* [EXERCISE A] Repeat the entries below verbatim, starting with the line that contains "the green lawn." and going on through the line that contains "775 291 881 341". Leave out the pictures.

====== PASSAGE GIVEN ======

Soundtrack album by Bob Dylan, Rupert Everett and Fiona
- Released: October 20, 1987
- Genre: Rock
- Length: 34:45
- Label: Columbia
- Producer: Beau Hill

= Hearts of Fire (soundtrack) =

Hearts of Fire is a soundtrack to the film Hearts of Fire. Columbia released the soundtrack October 20, 1987, with the record number SC 40870. It was recorded on August 26 and 27, 1986 in London.

The album features three artists. Bob Dylan has three songs, Fiona has five songs and Rupert Everett contributes two songs.

======

* [EXERCISE B] Copy the passage above about the Hearts of Fire soundtrack word for word, starting with "Soundtrack album by" and going on through "1986 in London.".

====== GIVEN DATA ======

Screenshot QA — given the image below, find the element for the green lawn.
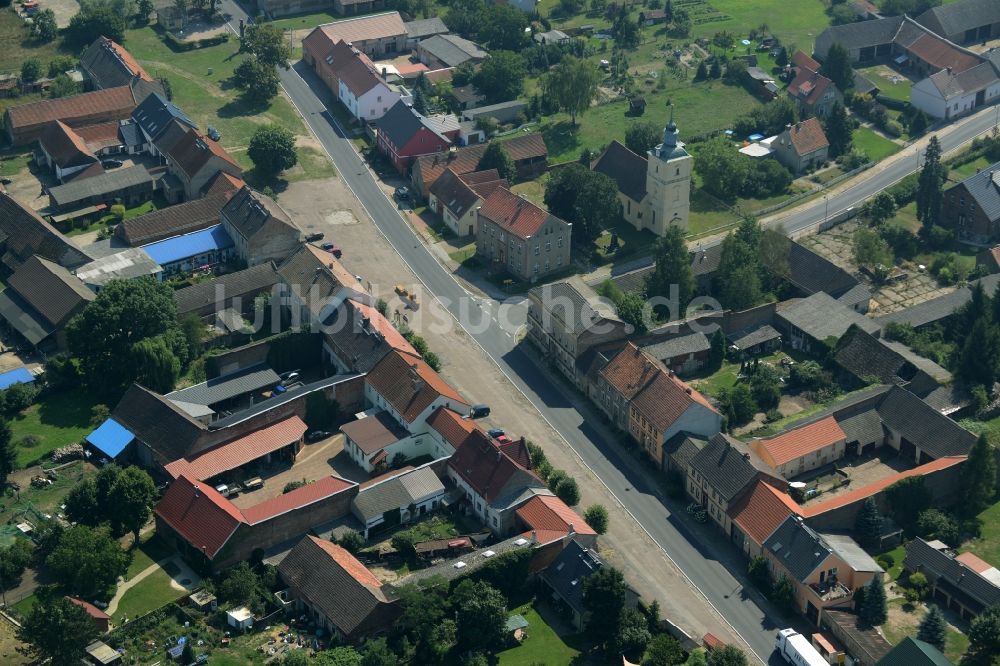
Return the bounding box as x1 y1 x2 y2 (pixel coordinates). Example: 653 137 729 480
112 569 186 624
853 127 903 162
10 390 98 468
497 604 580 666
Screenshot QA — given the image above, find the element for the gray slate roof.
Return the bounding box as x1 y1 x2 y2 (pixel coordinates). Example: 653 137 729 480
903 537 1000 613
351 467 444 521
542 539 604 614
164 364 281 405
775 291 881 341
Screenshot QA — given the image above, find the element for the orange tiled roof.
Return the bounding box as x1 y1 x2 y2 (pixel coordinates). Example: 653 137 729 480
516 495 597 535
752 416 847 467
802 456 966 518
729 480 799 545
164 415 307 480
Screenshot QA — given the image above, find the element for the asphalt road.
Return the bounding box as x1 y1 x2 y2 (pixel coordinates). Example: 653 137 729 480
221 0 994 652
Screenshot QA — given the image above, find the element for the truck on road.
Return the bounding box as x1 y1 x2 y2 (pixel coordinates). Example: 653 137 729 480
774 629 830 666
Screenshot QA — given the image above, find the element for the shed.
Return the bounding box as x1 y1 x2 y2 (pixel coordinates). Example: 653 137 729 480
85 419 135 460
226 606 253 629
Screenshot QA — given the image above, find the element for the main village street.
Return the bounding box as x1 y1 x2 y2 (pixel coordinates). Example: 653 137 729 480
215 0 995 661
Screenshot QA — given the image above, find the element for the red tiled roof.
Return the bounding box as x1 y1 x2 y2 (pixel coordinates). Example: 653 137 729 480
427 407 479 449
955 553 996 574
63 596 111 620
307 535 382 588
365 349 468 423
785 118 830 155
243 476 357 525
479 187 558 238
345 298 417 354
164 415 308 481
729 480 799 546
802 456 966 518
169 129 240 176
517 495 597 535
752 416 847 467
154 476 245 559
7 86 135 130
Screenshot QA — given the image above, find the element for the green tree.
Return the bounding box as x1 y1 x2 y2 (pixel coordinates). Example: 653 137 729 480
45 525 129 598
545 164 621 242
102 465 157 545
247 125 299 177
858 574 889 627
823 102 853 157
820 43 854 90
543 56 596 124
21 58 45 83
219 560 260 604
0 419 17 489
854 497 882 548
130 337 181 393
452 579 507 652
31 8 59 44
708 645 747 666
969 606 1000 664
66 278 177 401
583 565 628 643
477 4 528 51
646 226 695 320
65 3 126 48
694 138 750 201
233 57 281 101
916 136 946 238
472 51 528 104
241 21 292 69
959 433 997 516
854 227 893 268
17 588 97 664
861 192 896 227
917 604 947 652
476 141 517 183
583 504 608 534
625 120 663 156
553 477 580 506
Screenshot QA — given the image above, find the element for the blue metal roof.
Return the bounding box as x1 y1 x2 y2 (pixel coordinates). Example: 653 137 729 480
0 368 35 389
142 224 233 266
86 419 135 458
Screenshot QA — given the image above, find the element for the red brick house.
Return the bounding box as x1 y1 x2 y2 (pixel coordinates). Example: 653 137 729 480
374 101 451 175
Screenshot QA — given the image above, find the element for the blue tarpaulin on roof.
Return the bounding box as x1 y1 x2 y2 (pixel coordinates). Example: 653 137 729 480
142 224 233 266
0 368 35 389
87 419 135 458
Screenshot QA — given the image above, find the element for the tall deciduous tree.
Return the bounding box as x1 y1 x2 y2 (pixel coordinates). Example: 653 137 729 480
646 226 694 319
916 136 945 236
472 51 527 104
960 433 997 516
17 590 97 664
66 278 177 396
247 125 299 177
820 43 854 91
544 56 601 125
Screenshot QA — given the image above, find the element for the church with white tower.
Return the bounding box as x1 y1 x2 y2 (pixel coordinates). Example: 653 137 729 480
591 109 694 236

======
====== GIVEN DATA ======

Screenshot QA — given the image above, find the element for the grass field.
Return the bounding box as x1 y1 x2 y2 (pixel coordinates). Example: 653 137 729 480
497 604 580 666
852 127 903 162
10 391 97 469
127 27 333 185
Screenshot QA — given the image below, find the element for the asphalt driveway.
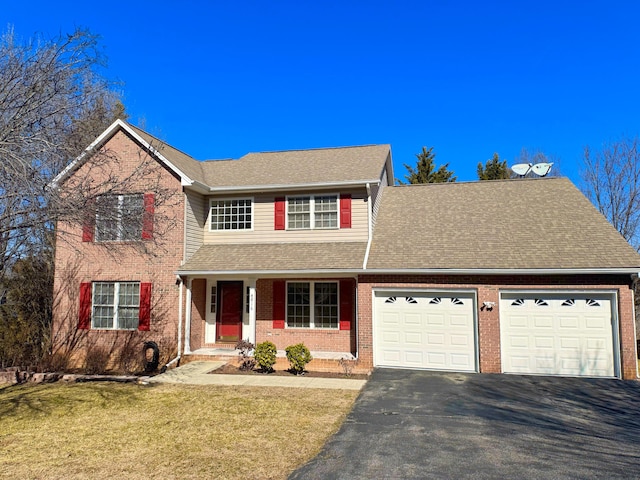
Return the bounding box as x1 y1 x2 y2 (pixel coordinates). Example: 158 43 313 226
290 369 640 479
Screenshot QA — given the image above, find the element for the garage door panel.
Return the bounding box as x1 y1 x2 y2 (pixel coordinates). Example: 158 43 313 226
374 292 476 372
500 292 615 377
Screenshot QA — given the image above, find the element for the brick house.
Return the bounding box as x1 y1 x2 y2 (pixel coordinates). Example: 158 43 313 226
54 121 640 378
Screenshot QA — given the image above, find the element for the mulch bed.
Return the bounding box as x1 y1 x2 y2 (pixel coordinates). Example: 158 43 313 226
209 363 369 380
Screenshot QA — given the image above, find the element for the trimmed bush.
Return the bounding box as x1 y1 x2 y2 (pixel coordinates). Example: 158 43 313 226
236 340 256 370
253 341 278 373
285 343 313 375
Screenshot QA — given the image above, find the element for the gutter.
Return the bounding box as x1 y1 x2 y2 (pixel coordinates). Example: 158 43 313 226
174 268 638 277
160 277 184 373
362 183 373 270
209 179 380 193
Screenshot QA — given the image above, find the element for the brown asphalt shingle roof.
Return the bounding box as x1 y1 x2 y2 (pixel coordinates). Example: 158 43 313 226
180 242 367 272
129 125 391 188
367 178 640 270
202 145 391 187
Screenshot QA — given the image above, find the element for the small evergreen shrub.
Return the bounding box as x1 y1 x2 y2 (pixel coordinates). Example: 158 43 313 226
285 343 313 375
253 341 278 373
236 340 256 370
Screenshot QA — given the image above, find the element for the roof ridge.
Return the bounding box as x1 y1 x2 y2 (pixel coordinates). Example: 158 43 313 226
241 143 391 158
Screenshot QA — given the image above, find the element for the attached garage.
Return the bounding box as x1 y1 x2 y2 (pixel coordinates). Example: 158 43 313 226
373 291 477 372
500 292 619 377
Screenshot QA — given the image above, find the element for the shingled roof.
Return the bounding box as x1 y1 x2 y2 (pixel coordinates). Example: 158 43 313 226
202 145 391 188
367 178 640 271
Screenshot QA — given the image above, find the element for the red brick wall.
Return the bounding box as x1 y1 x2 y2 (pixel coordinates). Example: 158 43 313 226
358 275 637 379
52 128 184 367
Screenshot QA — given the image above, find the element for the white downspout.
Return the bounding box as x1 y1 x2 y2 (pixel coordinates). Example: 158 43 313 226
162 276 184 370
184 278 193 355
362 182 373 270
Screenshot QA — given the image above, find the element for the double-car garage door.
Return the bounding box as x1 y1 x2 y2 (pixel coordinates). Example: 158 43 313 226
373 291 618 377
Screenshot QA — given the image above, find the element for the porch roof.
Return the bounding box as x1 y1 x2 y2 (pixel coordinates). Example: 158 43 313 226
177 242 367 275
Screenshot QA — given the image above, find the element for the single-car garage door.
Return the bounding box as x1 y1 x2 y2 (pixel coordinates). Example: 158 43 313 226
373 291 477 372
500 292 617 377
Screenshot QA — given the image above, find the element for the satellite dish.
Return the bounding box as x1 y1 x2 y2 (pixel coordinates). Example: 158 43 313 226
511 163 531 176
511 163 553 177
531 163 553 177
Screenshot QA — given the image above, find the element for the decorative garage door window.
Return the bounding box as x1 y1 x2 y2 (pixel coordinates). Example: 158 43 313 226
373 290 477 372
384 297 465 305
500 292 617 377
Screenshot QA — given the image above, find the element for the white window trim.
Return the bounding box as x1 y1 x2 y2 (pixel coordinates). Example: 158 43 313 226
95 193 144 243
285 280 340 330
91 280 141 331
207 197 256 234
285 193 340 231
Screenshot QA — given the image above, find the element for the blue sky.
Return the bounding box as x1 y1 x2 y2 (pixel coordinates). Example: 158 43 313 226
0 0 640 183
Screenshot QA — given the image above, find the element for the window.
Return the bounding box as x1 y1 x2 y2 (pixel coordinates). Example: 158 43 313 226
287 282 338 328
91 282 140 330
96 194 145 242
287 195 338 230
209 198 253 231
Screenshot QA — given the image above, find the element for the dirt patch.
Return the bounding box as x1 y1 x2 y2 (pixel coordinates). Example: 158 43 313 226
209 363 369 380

======

* [RESULT A]
Screenshot QA — given the image below, find the element for the green lawn.
Return the bounding box as x1 y1 x2 y2 (pixel coordinates). Example: 653 137 729 480
112 569 186 624
853 127 903 162
10 390 98 468
497 604 580 666
Screenshot QA — given the image above, find the element for the gray slate roof.
Return the bounding box as x1 y1 x2 y2 (pixel coordinates). Example: 653 137 729 480
903 537 1000 613
351 467 444 521
542 539 604 614
164 364 281 405
775 291 881 341

* [RESULT B]
Soundtrack album by Bob Dylan, Rupert Everett and Fiona
- Released: October 20, 1987
- Genre: Rock
- Length: 34:45
- Label: Columbia
- Producer: Beau Hill

= Hearts of Fire (soundtrack) =

Hearts of Fire is a soundtrack to the film Hearts of Fire. Columbia released the soundtrack October 20, 1987, with the record number SC 40870. It was recorded on August 26 and 27, 1986 in London.